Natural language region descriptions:
------------
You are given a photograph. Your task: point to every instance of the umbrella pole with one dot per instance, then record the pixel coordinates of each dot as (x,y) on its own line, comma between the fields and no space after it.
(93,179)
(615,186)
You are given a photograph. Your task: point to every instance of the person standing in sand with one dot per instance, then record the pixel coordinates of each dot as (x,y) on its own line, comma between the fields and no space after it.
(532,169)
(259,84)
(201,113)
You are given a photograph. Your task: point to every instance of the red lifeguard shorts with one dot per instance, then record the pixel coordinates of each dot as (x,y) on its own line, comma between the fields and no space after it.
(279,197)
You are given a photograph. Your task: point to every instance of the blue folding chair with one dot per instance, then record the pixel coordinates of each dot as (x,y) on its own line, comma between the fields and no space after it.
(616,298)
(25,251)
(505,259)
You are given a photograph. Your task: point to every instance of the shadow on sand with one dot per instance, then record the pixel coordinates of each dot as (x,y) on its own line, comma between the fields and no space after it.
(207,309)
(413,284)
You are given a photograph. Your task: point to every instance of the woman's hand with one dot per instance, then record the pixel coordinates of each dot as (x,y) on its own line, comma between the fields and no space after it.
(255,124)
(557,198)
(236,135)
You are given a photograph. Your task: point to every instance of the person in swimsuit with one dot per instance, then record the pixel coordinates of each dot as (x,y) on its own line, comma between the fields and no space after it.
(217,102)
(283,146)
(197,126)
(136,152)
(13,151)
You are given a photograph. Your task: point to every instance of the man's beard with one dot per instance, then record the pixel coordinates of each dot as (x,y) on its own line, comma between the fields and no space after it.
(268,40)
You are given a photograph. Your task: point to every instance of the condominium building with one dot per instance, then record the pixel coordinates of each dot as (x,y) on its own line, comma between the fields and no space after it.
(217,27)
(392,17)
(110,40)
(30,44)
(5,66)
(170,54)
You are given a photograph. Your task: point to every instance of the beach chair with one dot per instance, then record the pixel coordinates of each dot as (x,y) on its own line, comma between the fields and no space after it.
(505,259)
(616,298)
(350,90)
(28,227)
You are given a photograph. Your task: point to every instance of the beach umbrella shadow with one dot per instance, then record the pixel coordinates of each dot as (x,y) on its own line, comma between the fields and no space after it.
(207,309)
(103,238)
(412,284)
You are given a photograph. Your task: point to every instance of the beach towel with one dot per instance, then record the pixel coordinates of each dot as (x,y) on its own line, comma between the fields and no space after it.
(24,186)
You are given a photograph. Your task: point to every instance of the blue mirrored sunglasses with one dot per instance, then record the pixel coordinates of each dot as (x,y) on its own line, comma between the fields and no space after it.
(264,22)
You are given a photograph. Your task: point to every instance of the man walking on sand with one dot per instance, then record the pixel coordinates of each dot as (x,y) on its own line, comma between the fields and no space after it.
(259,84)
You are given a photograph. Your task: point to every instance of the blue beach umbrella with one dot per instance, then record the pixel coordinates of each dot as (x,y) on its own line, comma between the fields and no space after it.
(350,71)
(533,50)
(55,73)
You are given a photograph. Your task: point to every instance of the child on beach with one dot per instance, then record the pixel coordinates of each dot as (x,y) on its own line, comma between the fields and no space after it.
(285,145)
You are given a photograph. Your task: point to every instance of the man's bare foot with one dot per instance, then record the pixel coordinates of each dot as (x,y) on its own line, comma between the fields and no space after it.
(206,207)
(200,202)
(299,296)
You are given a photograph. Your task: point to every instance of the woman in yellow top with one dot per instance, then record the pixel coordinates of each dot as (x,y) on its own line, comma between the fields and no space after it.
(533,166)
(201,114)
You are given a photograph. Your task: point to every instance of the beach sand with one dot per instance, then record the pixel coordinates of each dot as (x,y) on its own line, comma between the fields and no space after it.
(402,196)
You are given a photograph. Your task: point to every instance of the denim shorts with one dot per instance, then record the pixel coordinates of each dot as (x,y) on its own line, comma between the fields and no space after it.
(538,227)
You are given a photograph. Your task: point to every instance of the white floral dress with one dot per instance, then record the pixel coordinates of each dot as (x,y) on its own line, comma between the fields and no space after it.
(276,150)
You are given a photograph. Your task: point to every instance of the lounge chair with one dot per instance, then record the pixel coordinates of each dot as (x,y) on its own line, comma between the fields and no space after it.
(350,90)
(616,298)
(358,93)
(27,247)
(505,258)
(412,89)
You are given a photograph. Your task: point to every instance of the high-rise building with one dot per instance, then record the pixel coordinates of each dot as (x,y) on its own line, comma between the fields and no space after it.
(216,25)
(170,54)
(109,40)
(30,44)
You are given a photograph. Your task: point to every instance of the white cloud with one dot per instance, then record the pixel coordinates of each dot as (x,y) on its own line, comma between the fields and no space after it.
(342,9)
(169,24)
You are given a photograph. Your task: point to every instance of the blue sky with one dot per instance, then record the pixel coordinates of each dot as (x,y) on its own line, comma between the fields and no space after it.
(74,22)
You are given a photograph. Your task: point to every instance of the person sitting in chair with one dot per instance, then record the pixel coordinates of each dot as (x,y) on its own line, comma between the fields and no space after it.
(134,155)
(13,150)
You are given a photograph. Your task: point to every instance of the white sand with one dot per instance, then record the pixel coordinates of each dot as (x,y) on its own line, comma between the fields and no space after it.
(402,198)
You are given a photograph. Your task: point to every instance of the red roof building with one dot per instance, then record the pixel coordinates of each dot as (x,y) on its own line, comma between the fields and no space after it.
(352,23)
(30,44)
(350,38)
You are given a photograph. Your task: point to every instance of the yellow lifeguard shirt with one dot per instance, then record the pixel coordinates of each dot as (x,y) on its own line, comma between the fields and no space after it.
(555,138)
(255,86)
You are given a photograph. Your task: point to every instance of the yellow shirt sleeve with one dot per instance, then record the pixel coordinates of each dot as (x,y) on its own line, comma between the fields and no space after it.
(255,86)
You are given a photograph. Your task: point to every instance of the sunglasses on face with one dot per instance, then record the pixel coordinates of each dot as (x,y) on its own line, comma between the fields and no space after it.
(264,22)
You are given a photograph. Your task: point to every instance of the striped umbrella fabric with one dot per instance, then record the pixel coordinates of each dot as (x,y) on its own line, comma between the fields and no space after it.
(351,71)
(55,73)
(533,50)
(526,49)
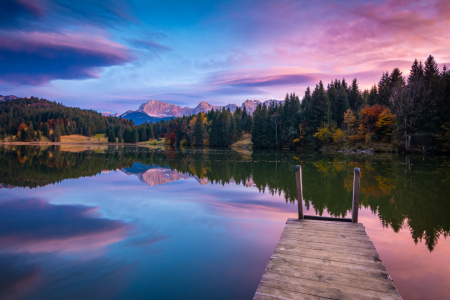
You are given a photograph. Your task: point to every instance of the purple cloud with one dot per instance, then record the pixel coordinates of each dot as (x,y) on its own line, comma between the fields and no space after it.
(270,80)
(17,13)
(33,225)
(35,58)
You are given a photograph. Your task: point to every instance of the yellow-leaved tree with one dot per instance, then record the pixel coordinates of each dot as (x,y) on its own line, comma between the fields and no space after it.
(385,123)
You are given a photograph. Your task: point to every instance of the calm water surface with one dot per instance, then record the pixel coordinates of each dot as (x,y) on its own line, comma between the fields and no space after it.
(135,223)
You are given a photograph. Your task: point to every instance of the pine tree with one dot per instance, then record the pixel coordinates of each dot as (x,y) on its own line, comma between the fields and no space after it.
(354,97)
(342,105)
(111,136)
(373,96)
(384,90)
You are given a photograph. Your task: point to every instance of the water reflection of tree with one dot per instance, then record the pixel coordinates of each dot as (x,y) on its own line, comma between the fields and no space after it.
(399,194)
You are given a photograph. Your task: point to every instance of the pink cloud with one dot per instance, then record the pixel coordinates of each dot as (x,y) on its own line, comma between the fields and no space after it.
(35,58)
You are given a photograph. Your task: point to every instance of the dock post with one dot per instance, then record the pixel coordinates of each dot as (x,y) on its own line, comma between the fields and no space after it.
(298,181)
(355,206)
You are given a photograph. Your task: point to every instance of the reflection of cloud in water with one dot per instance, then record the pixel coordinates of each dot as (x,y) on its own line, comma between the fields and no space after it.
(15,274)
(158,176)
(34,225)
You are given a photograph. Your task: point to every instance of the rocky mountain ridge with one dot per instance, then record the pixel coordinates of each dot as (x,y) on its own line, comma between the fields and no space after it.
(6,98)
(161,109)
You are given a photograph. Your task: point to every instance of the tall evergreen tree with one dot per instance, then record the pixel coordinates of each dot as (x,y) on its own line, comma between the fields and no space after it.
(342,104)
(111,136)
(354,98)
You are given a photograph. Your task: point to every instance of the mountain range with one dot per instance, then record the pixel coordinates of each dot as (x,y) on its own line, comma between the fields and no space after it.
(6,98)
(155,175)
(154,110)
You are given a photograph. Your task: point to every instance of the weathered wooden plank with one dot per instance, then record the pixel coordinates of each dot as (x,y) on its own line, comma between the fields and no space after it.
(360,269)
(292,245)
(329,240)
(325,235)
(355,203)
(326,227)
(325,260)
(332,226)
(318,222)
(342,257)
(269,293)
(344,279)
(322,289)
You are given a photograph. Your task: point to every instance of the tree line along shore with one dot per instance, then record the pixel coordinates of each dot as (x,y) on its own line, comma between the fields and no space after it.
(401,113)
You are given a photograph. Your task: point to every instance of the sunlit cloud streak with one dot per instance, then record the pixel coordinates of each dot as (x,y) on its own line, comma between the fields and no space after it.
(34,225)
(256,44)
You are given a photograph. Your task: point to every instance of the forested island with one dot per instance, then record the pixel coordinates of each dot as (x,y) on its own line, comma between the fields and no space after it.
(407,113)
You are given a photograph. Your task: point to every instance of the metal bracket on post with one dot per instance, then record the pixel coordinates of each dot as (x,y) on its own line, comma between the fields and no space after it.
(298,181)
(355,205)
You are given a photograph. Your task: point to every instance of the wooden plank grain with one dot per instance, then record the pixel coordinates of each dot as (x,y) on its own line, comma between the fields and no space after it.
(329,240)
(326,235)
(322,289)
(317,259)
(326,255)
(328,276)
(289,244)
(330,227)
(377,271)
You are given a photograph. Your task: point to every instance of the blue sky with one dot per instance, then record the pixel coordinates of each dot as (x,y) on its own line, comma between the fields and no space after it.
(114,55)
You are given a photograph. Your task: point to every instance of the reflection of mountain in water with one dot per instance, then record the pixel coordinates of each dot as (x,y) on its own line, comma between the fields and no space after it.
(6,186)
(155,175)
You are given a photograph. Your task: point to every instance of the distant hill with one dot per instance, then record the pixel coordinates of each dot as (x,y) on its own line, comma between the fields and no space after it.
(7,98)
(155,110)
(140,117)
(108,114)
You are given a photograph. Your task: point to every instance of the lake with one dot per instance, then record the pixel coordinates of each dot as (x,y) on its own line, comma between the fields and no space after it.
(137,223)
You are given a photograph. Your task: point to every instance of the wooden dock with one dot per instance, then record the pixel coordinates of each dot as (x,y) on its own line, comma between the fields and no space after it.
(325,259)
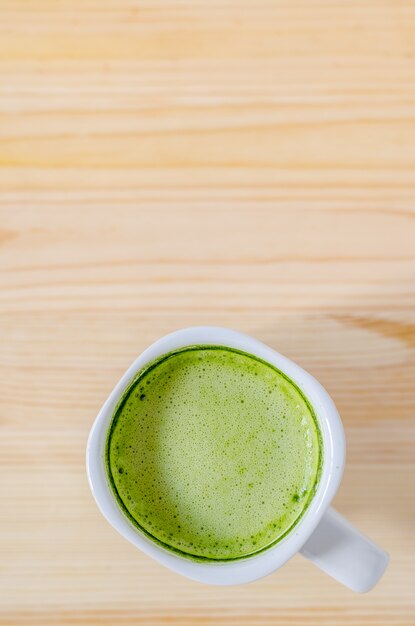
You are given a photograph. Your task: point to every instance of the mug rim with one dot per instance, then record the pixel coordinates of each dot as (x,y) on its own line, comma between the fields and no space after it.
(269,559)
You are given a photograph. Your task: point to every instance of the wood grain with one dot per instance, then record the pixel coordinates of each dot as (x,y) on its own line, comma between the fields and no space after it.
(170,163)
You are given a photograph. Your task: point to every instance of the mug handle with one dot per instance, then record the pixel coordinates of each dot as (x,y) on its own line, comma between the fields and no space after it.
(342,552)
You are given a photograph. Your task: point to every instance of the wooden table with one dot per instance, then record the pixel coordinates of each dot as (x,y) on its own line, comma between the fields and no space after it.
(174,162)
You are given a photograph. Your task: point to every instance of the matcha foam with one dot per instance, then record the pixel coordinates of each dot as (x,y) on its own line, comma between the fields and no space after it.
(213,452)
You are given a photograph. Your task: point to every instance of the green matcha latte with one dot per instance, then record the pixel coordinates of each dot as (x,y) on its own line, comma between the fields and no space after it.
(213,453)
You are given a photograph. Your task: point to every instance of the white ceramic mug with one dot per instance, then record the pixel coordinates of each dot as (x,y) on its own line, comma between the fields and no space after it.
(322,535)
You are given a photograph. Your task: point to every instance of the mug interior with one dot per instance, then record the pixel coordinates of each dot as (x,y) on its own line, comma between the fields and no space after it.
(259,563)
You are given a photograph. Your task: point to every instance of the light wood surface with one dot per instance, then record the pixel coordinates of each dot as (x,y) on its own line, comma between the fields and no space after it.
(168,163)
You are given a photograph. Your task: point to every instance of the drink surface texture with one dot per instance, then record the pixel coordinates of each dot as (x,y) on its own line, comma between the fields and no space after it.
(213,453)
------------
ACTION ITEM:
Print exactly, and only, the lines from the line containing "of the drink" through the final line of the records, both included.

TASK ANSWER:
You are given a photograph. Your task: point to every instance of the drink surface texture with one dot per instance, then record the pixel coordinates of each dot as (x,y) on its own line, comma between the fields and no space after it.
(213,453)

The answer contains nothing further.